_Required task 1_
Answer these questions from the forum thread on dial gauges.
(a) What resolution do the DTI indicators all seem to have, according to the first post?
(b) What make of lever-type indicator does Roderick Jenkins use most for centering in a 4 jaw?
(c) About how much travel does David Clark 1 recommend for a plunger-type dial test indicator?
_Required task 2_
Extract the passage of the dial gauge forum thread starting at "Interestingly the DTI" and ending at "sometimes conveniently?] confused.".

|Chris Parsons||31/08/2012 10:58:49|
118 forum posts
Thinking about buying my first dial gauge (to centre in a 4 jaw chuck)
I see a large variety that can read from 1mm to 30mm+ and have a resolution of .01mm and .001mm - logic tells me that the more accurate the better, so I should go for the 1mm range and .001mm resolution - is this assumption correct? They do cost a bit more but I am trying to go for better/higher quality etc than want to upgrade somewhere down the line?
Go for a Starrett/Moore and Wright/Mitutoyo or not worry about the branding?
Interestingly the DTI indicators all seem to be .01mm resolution though?
(I am also looking to get one of these shortly)
Edited By Chris Parsons on 31/08/2012 10:59:43
|Michael Gilligan||31/08/2012 11:24:01|
20183 forum posts
Just a couple of points:
1. Always check the specifications carefully ... especially with digital readouts ... resolution and accuracy are easily [and sometimes conveniently?] confused.
2. Strictly speaking; all Dial Test Indicators are intended as Indicators only ... the scale is convenient, but you are using it to confirm " Zero ". [hope that makes sense ... happy to explain in more detail if you want]
Yes, we all sometimes use them for direct measuring!
My recommendation would be to get the best one you can find, with a nice clear analog dial.
... it should last a lifetime.
|Roderick Jenkins||31/08/2012 12:24:13|
2184 forum posts
I have all sorts of DTIs. The one I use most for centering in a 4 jaw is Verdict lever type with a small dial reading to 0.5 thou (0.013mm). This much more versatile than the plunger type and the small diameter dial means that it is easier to get it close to the chuck in some circumstances. The plunger type has to be at right angles to the job whereas the lever type can be used in almost any orientation. As MichaelG hints, when centreing what you are really looking at is movement of the indicator hand rather than an absolute measure. I'm very happy if I can centre so that the hand moves less than half a thou with one revolution of the job. For this reason the analogue type is much easier to use than a digital one (although digital are good in other circumstances).
|David Clark 1||31/08/2012 12:25:19|
3357 forum posts
I would get a dial test indicator plunger type.
Something with about a 1/2 inch travel.
Resolution is not to important as you are using it as a comparator, setting the component to zero all round.

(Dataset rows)
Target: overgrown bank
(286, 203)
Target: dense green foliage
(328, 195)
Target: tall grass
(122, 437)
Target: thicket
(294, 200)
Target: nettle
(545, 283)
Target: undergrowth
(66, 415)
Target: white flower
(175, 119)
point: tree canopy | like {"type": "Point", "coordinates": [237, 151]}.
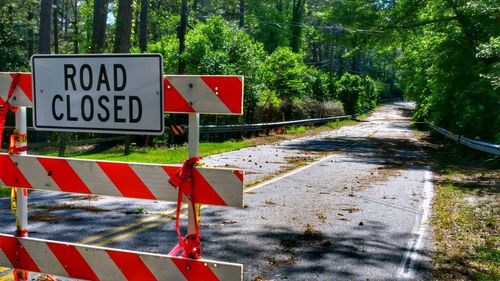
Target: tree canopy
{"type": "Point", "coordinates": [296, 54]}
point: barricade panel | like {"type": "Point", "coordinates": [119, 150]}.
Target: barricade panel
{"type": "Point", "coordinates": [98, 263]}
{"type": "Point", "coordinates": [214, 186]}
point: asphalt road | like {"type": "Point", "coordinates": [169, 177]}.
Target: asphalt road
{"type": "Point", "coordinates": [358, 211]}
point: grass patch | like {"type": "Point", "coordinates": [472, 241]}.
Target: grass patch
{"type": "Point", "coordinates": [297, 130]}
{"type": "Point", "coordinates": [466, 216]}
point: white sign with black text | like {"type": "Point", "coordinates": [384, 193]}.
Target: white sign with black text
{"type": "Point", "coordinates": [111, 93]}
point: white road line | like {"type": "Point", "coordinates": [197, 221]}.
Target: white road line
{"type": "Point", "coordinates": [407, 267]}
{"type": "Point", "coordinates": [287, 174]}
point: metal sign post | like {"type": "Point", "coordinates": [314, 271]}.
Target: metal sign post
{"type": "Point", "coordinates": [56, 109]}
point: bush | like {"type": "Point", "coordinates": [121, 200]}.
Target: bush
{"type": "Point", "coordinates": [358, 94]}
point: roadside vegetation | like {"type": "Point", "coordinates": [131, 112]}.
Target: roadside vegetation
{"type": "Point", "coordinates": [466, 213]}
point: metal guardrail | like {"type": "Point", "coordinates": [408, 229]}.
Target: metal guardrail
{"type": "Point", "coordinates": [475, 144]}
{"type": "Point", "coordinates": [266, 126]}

==

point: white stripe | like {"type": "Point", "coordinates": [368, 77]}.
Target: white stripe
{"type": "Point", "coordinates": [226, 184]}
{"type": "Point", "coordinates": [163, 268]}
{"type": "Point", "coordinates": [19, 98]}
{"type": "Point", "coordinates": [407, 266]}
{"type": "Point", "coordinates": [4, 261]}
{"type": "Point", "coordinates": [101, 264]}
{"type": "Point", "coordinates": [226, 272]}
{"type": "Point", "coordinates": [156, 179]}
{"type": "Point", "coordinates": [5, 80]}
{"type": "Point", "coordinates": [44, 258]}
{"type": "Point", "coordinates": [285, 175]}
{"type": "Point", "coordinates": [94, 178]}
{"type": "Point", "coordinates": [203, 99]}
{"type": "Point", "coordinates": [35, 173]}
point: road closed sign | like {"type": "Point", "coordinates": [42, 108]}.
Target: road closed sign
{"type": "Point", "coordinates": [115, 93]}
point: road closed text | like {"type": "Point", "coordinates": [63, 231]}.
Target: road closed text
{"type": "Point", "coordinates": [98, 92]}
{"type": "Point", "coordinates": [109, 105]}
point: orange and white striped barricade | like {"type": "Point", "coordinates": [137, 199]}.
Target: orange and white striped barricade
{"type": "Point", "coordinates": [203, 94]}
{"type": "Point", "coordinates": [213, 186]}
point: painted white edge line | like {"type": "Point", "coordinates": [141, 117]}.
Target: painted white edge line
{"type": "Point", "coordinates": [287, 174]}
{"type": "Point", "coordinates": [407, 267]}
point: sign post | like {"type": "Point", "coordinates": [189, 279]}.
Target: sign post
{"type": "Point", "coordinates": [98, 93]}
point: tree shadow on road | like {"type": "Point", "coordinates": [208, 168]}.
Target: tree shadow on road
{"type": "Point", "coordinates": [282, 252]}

_Final answer 1_
(a) .01mm
(b) Verdict
(c) About 1/2 inch

_Final answer 2_
Interestingly the DTI indicators all seem to be .01mm resolution though?
(I am also looking to get one of these shortly)
Edited By Chris Parsons on 31/08/2012 10:59:43
|Michael Gilligan||31/08/2012 11:24:01|
20183 forum posts
Just a couple of points:
1. Always check the specifications carefully ... especially with digital readouts ... resolution and accuracy are easily [and sometimes conveniently?] confused.